- Goal of the exercise -
Starting from the line containing "Objective — one dot per instance of the guacamole", write out the rest of the entries exactly, through the final line, including nothing else.

*** Supplied records ***

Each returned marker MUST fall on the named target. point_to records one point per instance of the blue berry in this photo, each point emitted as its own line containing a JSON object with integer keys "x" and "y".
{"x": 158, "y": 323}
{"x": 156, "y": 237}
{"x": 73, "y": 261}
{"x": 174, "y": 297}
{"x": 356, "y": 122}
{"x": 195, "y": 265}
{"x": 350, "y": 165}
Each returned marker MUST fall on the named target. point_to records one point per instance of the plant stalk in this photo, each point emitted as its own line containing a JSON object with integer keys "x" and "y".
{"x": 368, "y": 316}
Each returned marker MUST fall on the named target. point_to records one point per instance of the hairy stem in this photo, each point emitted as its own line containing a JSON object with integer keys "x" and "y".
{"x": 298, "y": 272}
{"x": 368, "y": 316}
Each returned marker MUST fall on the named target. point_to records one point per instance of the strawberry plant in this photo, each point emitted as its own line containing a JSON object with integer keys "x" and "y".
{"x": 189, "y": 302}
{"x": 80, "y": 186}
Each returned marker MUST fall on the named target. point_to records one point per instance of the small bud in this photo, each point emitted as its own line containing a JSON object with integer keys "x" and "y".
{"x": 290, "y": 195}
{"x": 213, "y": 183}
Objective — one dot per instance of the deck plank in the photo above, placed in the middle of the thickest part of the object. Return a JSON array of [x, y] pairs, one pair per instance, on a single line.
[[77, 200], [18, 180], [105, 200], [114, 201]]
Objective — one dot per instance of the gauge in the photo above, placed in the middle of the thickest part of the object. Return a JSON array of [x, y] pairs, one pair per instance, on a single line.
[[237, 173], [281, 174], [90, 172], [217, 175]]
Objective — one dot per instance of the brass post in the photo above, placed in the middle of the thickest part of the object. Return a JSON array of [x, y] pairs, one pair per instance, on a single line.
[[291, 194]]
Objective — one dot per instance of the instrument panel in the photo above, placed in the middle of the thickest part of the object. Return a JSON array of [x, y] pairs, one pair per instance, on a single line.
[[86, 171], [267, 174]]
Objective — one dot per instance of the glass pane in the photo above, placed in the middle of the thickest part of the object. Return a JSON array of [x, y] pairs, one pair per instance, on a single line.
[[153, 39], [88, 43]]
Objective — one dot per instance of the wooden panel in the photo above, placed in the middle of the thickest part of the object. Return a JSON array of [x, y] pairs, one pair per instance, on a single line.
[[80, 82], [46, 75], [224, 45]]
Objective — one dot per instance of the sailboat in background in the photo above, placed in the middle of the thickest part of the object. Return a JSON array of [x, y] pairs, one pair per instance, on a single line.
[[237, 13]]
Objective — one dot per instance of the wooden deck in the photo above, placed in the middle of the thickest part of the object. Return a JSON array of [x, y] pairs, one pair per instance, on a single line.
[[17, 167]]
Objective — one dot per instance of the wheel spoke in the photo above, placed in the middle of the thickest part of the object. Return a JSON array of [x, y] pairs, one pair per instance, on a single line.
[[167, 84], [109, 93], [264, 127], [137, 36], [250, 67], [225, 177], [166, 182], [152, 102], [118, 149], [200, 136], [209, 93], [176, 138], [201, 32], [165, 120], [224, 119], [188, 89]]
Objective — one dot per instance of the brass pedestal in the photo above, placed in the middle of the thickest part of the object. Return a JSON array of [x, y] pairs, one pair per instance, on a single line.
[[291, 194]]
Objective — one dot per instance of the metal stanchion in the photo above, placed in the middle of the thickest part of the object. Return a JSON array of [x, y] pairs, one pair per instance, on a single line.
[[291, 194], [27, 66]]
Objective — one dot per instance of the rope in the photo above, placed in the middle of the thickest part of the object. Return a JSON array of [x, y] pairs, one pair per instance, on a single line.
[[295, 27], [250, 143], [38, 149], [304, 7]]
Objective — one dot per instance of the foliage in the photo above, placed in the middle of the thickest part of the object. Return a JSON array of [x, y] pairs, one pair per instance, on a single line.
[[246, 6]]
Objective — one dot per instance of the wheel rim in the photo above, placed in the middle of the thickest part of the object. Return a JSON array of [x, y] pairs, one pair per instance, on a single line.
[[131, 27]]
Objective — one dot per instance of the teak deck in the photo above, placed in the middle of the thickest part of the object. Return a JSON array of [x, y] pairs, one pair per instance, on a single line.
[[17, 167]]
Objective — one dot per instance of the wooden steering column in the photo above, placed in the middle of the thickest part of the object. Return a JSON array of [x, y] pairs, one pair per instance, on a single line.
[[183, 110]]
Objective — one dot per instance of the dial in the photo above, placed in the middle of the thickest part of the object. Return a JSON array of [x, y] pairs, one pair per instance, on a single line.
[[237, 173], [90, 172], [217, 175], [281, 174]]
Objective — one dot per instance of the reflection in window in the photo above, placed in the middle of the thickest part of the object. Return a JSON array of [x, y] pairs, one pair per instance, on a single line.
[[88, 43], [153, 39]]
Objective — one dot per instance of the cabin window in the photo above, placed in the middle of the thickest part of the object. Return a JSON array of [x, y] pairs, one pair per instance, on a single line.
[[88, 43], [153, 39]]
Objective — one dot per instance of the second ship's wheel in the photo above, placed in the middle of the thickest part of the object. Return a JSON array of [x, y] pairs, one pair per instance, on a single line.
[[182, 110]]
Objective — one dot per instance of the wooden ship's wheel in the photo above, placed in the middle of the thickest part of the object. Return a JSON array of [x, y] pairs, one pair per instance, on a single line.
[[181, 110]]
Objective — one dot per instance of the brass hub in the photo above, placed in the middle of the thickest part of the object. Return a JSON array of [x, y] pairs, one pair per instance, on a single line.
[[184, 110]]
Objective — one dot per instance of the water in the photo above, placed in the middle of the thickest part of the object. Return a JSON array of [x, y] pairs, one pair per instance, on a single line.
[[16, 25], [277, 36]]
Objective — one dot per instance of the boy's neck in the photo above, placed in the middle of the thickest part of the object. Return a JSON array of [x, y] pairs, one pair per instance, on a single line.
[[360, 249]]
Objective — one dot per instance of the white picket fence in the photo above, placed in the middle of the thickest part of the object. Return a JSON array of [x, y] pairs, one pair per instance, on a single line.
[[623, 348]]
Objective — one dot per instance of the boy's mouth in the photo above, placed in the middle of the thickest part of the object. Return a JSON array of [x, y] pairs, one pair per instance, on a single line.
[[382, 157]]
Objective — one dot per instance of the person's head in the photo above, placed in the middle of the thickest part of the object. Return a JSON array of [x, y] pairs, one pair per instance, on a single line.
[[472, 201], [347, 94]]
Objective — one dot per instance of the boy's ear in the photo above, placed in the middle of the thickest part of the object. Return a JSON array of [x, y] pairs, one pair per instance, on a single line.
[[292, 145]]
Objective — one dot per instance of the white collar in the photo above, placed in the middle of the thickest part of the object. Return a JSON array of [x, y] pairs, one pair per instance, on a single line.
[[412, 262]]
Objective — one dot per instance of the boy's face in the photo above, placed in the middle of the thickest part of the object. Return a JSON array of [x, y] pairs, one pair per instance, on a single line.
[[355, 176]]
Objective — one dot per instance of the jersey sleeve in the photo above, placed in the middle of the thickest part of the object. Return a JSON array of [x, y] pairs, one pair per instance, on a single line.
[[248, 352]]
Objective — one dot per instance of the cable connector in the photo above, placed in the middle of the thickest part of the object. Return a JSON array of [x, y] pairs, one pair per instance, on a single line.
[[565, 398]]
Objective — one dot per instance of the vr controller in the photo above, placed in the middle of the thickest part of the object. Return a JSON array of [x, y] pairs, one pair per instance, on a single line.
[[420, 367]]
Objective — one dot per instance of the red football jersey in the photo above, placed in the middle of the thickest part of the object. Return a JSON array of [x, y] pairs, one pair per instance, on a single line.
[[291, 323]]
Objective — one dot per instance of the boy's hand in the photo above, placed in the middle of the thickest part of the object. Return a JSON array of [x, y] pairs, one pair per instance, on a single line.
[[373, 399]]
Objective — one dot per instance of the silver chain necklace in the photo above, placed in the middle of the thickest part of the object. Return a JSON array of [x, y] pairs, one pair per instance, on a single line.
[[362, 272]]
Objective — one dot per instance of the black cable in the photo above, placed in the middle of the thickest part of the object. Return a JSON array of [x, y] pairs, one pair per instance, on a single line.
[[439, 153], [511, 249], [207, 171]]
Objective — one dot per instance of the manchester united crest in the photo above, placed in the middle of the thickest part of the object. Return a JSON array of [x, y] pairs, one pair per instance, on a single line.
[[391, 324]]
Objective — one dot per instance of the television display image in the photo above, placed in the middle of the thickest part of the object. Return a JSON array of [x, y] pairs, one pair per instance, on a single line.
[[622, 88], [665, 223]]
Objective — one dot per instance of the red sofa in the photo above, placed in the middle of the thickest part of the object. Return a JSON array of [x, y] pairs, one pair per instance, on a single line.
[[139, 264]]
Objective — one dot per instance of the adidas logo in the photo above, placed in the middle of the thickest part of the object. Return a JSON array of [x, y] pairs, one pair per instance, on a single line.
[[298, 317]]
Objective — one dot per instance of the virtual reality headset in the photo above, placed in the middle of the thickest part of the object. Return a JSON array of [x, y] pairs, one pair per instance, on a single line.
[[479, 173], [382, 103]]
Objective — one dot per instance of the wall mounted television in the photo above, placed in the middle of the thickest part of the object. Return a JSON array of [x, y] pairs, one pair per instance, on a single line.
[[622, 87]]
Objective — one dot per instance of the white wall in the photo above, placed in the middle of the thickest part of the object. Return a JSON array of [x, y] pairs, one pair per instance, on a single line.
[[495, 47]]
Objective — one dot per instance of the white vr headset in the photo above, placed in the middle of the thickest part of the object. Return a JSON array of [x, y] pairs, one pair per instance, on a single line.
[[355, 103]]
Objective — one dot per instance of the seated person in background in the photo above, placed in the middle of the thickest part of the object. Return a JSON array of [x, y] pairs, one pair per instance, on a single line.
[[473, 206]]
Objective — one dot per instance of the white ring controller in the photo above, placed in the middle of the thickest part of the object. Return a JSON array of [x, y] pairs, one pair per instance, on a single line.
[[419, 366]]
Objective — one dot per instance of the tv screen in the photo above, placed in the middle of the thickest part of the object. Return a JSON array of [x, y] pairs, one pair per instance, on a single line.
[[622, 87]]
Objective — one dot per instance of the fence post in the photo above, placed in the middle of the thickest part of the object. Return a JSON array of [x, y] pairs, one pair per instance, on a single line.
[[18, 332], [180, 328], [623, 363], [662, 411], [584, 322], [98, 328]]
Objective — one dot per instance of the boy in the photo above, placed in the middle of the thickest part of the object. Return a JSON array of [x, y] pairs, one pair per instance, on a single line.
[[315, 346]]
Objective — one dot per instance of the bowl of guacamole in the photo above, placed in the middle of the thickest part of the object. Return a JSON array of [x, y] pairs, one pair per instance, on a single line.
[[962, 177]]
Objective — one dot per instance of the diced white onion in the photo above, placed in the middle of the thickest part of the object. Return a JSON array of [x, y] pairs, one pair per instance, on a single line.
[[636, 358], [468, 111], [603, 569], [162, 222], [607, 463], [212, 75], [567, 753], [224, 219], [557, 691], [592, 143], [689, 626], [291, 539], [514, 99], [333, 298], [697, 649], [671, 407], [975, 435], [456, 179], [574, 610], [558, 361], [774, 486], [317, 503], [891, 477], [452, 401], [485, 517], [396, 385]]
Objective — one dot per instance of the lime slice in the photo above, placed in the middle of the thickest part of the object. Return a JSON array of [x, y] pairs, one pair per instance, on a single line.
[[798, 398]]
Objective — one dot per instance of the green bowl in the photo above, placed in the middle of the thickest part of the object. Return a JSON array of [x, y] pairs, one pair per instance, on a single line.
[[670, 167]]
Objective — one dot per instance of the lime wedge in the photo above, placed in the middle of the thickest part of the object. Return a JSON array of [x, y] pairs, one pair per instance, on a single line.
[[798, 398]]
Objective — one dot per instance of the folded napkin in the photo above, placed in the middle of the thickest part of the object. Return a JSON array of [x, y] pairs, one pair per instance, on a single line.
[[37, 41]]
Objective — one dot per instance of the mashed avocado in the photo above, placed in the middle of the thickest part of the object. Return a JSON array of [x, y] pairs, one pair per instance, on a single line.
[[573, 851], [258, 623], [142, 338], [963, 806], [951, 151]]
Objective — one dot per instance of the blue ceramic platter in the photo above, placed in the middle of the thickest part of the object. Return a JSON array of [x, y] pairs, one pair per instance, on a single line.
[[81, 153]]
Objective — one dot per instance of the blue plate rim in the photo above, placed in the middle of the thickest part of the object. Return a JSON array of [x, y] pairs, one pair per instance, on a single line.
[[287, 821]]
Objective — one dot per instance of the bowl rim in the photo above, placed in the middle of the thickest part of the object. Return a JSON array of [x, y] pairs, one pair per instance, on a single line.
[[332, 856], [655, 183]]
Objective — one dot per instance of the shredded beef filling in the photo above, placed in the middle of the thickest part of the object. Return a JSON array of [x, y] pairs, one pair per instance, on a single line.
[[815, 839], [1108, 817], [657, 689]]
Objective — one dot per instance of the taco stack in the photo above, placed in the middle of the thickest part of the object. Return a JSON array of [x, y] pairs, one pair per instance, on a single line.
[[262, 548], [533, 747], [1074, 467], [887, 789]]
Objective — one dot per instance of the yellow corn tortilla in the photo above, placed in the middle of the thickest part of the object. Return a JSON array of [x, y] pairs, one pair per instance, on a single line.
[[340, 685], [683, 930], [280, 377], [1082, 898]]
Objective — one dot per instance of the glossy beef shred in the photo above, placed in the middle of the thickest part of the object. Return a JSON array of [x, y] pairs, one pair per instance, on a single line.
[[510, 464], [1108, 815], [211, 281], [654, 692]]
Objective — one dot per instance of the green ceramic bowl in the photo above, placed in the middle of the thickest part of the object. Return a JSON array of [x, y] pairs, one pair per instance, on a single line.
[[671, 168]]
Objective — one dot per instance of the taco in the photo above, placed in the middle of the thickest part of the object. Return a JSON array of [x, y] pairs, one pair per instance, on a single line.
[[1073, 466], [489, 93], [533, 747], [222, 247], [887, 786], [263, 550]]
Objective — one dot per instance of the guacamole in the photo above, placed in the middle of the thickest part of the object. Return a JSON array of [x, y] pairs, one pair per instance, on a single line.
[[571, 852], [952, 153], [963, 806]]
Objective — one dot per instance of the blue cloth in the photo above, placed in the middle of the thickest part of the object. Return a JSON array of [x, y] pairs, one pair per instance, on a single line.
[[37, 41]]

*** End of Supplied records ***

- Written answer -
Objective — one dot per instance of the guacamole in the photo above, placed in the middle of the thickest part of the object. Return a JSON array of [x, y] pairs, one pair per instance, on a single line.
[[571, 852], [952, 153], [963, 806]]
Objective — one dot per instance of the blue cloth in the photo above, placed in the middle of the thickest part of the object. Return a JSON array of [x, y] pairs, one pair per instance, on a single line.
[[37, 41]]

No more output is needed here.